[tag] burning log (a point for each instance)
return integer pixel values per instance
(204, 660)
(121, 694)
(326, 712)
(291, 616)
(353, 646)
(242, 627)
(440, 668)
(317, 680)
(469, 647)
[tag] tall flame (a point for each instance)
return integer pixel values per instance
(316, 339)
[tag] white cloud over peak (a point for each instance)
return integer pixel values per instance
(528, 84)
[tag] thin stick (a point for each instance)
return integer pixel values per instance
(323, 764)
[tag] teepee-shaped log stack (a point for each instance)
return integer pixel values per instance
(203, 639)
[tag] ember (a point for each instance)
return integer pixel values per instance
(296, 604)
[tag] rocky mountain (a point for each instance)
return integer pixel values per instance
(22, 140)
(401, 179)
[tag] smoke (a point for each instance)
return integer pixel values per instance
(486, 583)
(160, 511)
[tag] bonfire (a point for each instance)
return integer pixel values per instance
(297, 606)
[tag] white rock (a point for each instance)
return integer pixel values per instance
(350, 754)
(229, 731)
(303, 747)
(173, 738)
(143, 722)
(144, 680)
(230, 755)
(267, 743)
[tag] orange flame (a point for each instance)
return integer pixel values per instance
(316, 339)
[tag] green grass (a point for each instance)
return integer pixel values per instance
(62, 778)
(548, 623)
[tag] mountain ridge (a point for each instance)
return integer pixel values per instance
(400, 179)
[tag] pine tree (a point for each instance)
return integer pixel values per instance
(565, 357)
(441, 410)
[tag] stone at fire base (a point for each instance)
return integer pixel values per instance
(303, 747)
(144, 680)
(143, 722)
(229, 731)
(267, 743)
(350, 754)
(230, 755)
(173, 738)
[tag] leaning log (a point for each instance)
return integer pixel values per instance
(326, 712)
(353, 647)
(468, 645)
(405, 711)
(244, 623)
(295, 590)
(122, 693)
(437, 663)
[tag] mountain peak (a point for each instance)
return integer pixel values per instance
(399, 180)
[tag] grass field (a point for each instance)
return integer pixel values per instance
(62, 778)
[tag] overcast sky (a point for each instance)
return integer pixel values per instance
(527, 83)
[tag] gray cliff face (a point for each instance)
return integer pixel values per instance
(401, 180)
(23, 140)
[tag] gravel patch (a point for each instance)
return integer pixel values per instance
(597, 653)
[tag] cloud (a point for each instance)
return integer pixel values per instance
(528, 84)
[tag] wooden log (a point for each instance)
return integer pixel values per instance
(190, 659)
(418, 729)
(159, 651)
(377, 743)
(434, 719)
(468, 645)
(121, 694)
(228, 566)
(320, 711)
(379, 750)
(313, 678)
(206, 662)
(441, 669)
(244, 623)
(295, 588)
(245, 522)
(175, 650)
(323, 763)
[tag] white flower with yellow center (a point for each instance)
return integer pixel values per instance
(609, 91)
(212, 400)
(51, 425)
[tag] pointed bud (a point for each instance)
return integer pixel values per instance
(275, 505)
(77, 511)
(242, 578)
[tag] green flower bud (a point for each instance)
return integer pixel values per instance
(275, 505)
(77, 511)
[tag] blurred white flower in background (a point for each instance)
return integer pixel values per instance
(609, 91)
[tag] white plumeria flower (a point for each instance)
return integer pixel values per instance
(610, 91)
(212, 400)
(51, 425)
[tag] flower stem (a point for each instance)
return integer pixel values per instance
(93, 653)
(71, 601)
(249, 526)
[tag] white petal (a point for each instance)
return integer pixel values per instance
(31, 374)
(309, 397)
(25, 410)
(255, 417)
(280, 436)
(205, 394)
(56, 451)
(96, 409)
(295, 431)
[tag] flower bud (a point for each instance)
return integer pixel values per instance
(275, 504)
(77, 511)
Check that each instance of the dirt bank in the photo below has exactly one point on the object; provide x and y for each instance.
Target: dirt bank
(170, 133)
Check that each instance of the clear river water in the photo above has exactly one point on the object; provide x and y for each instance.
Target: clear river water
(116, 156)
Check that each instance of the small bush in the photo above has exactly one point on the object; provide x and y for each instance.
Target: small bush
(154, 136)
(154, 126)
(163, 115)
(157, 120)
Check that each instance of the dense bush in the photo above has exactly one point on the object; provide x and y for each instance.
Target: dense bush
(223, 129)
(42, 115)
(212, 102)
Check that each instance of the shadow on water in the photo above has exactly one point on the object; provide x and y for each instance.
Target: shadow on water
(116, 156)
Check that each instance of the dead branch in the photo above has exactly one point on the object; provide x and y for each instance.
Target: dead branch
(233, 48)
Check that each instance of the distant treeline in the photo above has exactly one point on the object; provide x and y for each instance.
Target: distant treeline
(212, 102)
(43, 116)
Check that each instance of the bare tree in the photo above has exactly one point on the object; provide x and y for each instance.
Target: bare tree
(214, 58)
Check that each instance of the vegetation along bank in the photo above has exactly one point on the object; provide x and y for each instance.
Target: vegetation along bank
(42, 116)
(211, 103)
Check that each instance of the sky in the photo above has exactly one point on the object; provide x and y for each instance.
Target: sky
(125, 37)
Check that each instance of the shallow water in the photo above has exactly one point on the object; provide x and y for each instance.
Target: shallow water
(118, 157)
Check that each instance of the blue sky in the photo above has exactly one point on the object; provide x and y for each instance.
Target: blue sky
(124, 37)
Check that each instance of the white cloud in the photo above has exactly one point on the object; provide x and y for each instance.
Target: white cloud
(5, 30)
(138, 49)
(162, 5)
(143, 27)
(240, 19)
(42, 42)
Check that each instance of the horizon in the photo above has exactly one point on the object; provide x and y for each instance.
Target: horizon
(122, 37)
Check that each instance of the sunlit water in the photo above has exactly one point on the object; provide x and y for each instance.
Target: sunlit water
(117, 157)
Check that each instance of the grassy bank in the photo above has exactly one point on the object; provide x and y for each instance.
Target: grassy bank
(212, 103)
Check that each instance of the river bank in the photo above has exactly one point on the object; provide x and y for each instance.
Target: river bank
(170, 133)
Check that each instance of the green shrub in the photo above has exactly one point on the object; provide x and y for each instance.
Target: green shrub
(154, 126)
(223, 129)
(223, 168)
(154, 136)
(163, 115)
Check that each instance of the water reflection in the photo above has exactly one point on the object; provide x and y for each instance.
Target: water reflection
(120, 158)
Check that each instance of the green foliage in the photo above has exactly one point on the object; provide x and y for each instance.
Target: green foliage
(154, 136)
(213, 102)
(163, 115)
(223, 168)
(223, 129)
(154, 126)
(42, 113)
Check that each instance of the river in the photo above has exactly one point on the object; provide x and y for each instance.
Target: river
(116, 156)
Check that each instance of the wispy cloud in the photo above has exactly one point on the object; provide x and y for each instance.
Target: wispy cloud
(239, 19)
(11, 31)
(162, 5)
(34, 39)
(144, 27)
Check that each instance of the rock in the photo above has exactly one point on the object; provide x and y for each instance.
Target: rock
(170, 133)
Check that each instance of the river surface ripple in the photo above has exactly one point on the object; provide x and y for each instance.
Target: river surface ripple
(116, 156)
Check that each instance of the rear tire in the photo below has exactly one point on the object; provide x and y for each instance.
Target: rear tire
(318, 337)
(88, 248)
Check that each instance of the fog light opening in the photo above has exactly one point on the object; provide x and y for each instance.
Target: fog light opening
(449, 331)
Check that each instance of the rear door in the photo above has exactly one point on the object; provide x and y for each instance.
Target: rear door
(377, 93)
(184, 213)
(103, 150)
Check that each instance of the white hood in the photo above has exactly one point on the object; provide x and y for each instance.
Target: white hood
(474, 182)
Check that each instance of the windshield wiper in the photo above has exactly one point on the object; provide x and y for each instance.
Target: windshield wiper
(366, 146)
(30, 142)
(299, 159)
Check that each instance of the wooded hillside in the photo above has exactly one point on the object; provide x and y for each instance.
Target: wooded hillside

How to complete this task:
All lines of the entries containing the string "below" must be shown in full.

Expected answer:
Check that each instance of the dirt bank in the photo below has exactly one point on the object; provide x and y for each instance.
Check that each instance of the rear tire in the photo below has exactly one point on the object; provide x and y for each instance.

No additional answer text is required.